(Records from a data source)

•••

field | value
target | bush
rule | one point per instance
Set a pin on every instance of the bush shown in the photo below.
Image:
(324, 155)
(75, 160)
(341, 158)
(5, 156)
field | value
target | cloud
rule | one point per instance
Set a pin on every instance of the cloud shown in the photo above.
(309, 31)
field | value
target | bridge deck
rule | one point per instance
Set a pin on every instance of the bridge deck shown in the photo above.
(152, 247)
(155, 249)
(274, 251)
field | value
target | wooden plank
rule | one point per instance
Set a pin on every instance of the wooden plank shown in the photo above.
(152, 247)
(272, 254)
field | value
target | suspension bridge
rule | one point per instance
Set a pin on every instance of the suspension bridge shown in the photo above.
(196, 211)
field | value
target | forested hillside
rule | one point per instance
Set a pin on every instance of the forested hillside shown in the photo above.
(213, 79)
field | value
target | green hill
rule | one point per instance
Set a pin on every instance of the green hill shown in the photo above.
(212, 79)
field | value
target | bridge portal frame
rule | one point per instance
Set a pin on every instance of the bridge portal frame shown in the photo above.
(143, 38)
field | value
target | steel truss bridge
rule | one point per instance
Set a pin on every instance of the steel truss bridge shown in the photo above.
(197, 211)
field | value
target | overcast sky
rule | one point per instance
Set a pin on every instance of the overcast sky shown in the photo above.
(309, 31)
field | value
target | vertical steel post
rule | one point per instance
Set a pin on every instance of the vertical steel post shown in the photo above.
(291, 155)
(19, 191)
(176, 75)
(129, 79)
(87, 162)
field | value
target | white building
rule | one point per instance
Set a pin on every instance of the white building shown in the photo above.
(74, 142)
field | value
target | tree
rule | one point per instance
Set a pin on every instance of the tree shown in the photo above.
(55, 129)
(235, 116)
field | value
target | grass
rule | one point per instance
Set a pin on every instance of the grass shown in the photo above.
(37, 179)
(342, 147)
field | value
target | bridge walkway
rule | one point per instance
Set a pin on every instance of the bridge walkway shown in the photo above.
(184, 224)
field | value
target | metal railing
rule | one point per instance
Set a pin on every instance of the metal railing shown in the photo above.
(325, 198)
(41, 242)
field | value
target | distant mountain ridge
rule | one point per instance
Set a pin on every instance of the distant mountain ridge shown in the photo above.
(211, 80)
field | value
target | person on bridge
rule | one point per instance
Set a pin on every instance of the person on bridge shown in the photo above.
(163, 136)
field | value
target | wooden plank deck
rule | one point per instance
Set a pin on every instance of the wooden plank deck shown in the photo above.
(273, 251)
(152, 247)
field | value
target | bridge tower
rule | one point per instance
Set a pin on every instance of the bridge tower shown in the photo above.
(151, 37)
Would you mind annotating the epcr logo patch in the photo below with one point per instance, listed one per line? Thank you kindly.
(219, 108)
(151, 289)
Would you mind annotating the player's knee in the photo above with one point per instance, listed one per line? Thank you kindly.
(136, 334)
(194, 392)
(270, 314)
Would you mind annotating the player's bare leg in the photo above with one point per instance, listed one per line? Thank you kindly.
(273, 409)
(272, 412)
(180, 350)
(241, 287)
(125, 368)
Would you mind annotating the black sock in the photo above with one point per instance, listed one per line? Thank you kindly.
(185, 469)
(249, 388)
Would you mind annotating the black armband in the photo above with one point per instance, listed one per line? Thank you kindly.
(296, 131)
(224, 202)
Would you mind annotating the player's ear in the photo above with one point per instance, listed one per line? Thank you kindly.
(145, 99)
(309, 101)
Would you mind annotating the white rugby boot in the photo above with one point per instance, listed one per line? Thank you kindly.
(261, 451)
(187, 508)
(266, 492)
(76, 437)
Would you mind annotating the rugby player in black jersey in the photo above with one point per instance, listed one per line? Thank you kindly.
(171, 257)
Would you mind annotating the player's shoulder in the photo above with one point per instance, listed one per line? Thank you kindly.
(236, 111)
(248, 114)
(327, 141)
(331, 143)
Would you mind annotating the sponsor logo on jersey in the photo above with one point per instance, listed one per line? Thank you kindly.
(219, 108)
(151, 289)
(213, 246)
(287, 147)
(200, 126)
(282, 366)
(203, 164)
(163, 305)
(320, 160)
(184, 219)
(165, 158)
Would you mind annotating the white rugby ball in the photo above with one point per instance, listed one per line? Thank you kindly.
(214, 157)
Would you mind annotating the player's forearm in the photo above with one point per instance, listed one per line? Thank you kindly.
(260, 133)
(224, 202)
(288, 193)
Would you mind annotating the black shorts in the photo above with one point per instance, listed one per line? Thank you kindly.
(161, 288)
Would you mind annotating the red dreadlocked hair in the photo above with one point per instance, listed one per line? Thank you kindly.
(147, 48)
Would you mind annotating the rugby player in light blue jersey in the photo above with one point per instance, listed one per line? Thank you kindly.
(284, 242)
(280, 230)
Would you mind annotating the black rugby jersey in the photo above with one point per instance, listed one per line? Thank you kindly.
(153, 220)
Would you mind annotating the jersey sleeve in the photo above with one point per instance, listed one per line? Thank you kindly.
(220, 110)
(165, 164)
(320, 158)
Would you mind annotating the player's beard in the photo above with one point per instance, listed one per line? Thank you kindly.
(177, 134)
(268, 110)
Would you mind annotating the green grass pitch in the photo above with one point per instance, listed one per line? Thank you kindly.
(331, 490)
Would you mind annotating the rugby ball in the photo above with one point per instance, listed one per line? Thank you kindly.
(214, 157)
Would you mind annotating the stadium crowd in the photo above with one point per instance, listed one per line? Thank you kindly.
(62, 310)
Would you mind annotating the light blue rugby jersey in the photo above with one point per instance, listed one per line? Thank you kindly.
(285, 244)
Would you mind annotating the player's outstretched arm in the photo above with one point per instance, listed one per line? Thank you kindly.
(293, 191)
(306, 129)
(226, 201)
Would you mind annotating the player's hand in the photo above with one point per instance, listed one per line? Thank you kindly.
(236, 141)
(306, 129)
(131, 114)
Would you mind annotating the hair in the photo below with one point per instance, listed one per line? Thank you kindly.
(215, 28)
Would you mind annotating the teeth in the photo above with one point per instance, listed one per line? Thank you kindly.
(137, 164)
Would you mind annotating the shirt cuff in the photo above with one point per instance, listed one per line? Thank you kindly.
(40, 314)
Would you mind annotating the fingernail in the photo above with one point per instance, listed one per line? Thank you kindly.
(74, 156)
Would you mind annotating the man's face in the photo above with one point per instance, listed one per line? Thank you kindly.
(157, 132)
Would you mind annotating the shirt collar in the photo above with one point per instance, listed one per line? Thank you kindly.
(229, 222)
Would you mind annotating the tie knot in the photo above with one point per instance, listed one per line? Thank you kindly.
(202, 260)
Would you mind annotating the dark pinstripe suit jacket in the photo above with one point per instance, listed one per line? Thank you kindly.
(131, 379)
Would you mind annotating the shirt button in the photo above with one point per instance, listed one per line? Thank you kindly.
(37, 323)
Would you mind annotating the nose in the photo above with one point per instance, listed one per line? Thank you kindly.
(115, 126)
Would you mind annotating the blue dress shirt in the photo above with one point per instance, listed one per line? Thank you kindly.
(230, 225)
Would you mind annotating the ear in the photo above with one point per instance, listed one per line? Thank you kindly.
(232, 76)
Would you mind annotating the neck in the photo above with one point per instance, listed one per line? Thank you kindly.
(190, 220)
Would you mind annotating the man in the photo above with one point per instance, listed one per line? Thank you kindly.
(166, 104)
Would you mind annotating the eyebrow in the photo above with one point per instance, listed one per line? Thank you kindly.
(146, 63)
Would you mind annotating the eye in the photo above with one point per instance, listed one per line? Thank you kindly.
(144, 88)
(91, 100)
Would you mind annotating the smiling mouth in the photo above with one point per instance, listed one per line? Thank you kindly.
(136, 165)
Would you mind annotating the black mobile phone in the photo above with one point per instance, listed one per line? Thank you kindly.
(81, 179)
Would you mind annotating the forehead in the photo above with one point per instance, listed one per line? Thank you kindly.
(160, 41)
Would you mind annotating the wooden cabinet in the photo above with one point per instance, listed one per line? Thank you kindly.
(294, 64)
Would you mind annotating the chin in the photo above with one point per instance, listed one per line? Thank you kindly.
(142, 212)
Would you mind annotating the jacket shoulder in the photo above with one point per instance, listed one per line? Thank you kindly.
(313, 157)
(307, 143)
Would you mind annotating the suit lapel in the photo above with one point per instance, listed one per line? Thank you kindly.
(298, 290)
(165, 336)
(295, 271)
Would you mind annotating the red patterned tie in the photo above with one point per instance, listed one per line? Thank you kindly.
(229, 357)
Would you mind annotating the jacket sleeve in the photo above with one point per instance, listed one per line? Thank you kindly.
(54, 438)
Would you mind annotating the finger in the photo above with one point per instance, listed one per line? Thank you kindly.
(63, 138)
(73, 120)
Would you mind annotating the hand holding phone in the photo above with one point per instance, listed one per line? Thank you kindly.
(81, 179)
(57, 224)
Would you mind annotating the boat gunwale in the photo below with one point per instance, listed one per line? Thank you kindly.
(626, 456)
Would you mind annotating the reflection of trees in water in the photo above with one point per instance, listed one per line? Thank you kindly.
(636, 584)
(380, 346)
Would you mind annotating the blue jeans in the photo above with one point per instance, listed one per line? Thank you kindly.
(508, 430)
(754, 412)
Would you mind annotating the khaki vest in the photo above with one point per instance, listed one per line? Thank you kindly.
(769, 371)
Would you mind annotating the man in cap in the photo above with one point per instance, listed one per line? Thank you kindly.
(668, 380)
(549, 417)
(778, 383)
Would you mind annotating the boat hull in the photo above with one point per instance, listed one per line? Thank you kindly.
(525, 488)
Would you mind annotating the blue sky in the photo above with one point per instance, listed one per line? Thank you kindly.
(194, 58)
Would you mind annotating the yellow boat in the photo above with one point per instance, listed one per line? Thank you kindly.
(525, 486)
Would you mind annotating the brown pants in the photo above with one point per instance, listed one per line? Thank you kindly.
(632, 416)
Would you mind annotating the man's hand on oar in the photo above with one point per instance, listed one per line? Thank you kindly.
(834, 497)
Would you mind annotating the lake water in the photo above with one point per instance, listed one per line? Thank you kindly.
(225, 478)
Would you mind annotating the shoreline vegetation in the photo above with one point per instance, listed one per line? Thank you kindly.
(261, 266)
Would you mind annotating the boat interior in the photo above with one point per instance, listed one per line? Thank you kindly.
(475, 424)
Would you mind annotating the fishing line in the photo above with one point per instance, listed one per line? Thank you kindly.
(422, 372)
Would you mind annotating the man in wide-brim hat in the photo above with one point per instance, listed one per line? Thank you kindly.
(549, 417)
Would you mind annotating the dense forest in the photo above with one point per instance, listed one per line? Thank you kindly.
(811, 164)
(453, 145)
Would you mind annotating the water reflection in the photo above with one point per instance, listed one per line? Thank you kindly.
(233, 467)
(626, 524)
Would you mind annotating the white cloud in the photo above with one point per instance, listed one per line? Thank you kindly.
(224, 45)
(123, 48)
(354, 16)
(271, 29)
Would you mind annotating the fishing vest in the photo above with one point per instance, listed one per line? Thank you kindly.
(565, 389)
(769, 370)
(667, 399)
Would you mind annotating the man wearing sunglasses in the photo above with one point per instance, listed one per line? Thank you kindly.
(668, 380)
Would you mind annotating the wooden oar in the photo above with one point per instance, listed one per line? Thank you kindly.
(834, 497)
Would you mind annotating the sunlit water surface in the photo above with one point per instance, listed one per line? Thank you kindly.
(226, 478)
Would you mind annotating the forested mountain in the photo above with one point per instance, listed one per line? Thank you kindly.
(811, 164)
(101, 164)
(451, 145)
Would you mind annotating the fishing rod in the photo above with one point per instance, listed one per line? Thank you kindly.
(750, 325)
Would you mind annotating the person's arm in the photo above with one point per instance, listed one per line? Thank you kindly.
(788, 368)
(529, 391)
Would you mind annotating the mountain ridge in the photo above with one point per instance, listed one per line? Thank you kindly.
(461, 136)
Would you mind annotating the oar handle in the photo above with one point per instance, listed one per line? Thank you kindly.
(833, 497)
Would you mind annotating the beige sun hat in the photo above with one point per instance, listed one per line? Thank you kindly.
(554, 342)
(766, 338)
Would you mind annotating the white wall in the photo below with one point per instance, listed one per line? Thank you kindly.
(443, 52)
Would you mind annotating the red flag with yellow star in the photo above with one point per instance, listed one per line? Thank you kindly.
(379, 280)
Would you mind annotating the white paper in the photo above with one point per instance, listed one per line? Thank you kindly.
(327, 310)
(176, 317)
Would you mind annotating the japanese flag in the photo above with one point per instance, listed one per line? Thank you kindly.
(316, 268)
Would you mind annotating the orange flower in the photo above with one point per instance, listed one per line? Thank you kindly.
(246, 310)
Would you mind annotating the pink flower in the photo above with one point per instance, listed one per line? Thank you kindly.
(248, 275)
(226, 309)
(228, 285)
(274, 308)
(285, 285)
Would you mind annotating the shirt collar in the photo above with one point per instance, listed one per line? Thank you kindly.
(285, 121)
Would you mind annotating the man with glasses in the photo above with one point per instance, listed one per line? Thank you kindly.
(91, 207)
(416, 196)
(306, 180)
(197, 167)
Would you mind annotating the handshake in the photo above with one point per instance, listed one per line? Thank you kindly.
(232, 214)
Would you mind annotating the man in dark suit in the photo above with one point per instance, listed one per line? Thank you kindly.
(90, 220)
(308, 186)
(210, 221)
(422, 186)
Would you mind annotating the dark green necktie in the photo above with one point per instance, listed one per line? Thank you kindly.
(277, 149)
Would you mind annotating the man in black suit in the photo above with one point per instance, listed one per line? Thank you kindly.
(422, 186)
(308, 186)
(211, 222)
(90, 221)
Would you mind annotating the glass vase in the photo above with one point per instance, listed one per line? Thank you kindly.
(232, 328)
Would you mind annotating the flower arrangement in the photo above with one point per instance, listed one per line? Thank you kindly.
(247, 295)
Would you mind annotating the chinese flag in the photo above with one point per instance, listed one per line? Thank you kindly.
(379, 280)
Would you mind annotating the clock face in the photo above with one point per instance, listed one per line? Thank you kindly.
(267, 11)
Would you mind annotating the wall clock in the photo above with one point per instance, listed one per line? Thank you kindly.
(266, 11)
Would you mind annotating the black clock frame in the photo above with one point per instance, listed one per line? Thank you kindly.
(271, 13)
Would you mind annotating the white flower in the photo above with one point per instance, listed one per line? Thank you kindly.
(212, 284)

•••

### Set exercise
Output exactly the lines above, from the one holding "Would you mind annotating the chinese" through the end of the data, including the first and last.

### Answer to the problem
Would you mind annotating the chinese flag in the photo above with one point per instance, listed one per line? Thank you kindly.
(379, 280)
Would you mind annotating the clock face in the photo above with one point per instance, listed one per line? Thank you kindly.
(267, 11)
Would you mind annotating the wall clock in the photo above with one point per instance, listed one per line? Thank you kindly.
(266, 11)
Would you mind annotating the black clock frame in the photo above with one point per instance, listed one per line? Thank you kindly.
(271, 13)
Would you mind annotating the white flower in the photo above with one point per instance, listed one per line? Thank you kindly.
(212, 284)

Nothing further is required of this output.